═════ DATA EXCERPTS ═════

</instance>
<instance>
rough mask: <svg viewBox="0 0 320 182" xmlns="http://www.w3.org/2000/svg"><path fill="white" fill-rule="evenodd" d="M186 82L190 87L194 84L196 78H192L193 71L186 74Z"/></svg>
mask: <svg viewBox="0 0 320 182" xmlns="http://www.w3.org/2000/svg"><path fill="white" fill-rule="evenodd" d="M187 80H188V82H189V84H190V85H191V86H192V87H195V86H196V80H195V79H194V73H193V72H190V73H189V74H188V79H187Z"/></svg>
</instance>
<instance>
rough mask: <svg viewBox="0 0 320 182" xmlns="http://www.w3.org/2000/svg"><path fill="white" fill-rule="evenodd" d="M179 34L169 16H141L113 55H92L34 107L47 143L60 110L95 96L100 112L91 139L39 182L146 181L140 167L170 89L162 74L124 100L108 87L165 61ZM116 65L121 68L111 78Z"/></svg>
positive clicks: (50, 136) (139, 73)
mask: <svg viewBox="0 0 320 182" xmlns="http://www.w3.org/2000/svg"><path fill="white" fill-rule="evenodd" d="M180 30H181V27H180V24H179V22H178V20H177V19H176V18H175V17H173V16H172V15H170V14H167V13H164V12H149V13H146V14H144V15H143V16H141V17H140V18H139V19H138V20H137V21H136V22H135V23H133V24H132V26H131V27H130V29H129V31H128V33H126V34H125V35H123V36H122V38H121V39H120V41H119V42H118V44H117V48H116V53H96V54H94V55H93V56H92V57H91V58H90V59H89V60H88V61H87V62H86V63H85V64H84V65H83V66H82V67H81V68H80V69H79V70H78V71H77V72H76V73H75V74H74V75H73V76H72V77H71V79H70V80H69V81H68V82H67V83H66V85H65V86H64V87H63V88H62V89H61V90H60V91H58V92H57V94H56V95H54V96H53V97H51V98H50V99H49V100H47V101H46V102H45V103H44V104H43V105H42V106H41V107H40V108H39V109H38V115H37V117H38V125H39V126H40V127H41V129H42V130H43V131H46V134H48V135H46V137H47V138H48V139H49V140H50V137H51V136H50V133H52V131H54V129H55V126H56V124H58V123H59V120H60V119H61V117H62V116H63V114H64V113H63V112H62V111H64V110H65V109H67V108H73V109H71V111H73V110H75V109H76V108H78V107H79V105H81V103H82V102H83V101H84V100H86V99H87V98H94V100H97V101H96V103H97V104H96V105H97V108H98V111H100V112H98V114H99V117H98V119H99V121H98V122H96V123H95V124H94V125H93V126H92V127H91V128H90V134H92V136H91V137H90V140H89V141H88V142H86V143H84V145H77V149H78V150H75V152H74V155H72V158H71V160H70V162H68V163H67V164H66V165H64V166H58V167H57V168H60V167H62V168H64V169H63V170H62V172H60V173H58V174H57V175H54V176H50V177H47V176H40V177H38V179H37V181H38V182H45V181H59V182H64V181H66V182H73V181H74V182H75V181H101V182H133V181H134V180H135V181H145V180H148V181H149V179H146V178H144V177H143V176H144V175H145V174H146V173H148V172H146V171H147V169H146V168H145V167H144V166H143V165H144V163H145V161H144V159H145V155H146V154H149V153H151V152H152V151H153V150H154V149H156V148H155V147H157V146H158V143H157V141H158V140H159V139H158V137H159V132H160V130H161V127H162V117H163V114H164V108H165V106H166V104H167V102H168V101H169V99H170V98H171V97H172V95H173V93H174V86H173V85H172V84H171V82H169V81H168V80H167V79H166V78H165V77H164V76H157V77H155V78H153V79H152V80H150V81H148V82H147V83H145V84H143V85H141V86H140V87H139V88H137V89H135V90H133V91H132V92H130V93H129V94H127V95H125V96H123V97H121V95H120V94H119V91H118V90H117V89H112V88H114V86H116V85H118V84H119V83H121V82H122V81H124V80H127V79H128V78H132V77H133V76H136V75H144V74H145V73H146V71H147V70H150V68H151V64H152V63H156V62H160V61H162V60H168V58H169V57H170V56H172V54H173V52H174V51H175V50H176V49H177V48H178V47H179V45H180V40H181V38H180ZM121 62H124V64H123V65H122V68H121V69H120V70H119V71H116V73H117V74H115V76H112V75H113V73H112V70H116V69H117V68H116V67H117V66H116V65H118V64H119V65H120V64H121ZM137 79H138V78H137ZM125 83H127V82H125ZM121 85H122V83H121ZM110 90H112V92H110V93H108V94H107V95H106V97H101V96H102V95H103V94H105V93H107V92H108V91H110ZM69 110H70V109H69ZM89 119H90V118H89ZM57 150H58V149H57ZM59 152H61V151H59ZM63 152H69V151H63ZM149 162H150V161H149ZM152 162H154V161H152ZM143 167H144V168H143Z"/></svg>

═════

WHAT YOU ARE ASKED TO DO
The full listing above needs to be retyped exactly.

RESULT FOR THIS TASK
</instance>
<instance>
rough mask: <svg viewBox="0 0 320 182" xmlns="http://www.w3.org/2000/svg"><path fill="white" fill-rule="evenodd" d="M186 82L190 87L194 84L196 78H192L193 71L186 74Z"/></svg>
mask: <svg viewBox="0 0 320 182" xmlns="http://www.w3.org/2000/svg"><path fill="white" fill-rule="evenodd" d="M187 80H188V82H189V84H190V85H191V86H192V87H195V86H196V80H195V79H194V73H193V72H190V73H189V74H188V79H187Z"/></svg>
</instance>
<instance>
rough mask: <svg viewBox="0 0 320 182" xmlns="http://www.w3.org/2000/svg"><path fill="white" fill-rule="evenodd" d="M179 34L169 16H141L113 55H92L34 107L47 143L60 110L95 96L100 112L91 139L39 182L146 181L140 167L170 89L162 74L124 100L108 87L165 61ZM116 65L121 68L111 78Z"/></svg>
positive clicks: (50, 136) (139, 73)
mask: <svg viewBox="0 0 320 182" xmlns="http://www.w3.org/2000/svg"><path fill="white" fill-rule="evenodd" d="M180 30H181V27H180V24H179V22H178V20H177V19H176V18H175V17H173V16H172V15H170V14H167V13H164V12H149V13H146V14H144V15H143V16H141V17H140V18H139V19H138V20H137V21H136V22H135V23H133V24H132V26H131V27H130V29H129V31H128V33H126V34H125V35H123V36H122V38H121V39H120V41H119V42H118V44H117V48H116V53H96V54H94V55H93V56H92V57H91V58H90V59H89V60H88V61H87V62H86V63H85V64H84V65H83V66H82V67H81V68H80V69H79V70H78V71H77V72H76V73H75V74H74V75H73V76H72V77H71V79H70V80H69V81H68V82H67V83H66V85H65V86H64V87H63V88H62V89H61V90H60V91H58V92H57V94H56V95H54V96H53V97H51V98H50V99H49V100H47V101H46V102H45V103H44V104H43V105H42V106H41V107H40V108H39V109H38V115H37V117H38V125H39V126H40V127H41V129H42V130H43V131H46V134H48V135H46V137H47V138H48V139H49V140H50V137H51V136H50V133H52V131H54V129H55V126H56V124H58V123H59V120H60V119H61V117H62V116H63V114H64V113H63V112H62V111H64V110H65V109H67V108H73V109H71V111H73V110H75V109H76V108H78V107H79V105H81V103H82V102H83V101H84V100H86V99H87V98H94V100H97V101H96V103H97V104H96V105H97V108H98V111H100V112H98V114H99V117H98V119H99V121H98V122H96V123H95V124H94V125H93V126H92V127H91V128H90V134H92V136H91V137H90V140H89V141H88V142H86V143H84V145H77V149H78V150H75V152H74V155H72V158H71V160H70V162H68V163H67V164H66V165H64V166H58V167H57V168H60V167H62V168H64V169H63V170H62V172H60V173H58V174H57V175H54V176H50V177H47V176H40V177H38V179H37V181H38V182H45V181H59V182H64V181H66V182H73V181H74V182H75V181H101V182H133V181H134V180H135V181H145V180H148V181H149V179H146V178H144V177H143V176H144V175H145V174H146V173H148V172H146V171H147V169H146V168H145V167H144V166H143V165H144V163H145V161H144V159H145V155H146V154H149V153H151V152H152V151H153V150H154V149H156V148H155V147H157V146H158V143H157V141H158V140H159V139H158V137H159V132H160V130H161V127H162V117H163V114H164V108H165V106H166V104H167V102H168V101H169V99H170V98H171V97H172V95H173V93H174V86H173V85H172V84H171V82H169V81H168V80H167V79H166V78H165V77H164V76H157V77H155V78H153V79H152V80H150V81H148V82H147V83H145V84H143V85H141V86H140V87H139V88H137V89H135V90H133V91H132V92H130V93H129V94H127V95H125V96H123V97H121V95H120V94H119V91H118V90H117V89H112V88H114V86H116V85H118V84H119V83H121V82H122V81H124V80H127V79H128V78H132V77H133V76H136V75H144V74H145V73H146V71H147V70H150V68H151V64H152V63H156V62H160V61H162V60H168V58H169V57H170V56H172V54H173V52H174V51H175V50H176V49H177V48H178V47H179V45H180V40H181V38H180ZM121 62H124V64H123V65H122V68H121V69H120V70H119V71H116V73H117V74H115V76H112V75H113V73H112V70H116V69H117V68H116V67H117V66H116V65H118V64H119V65H120V64H121ZM137 79H138V78H137ZM125 83H127V82H125ZM121 85H122V83H121ZM110 90H112V92H110V93H108V94H107V95H106V97H101V96H102V95H103V94H105V93H107V92H108V91H110ZM69 110H70V109H69ZM89 119H90V118H89ZM57 150H58V149H57ZM59 152H61V151H59ZM63 152H69V151H63ZM149 162H150V161H149ZM152 162H154V161H152ZM143 167H144V168H143Z"/></svg>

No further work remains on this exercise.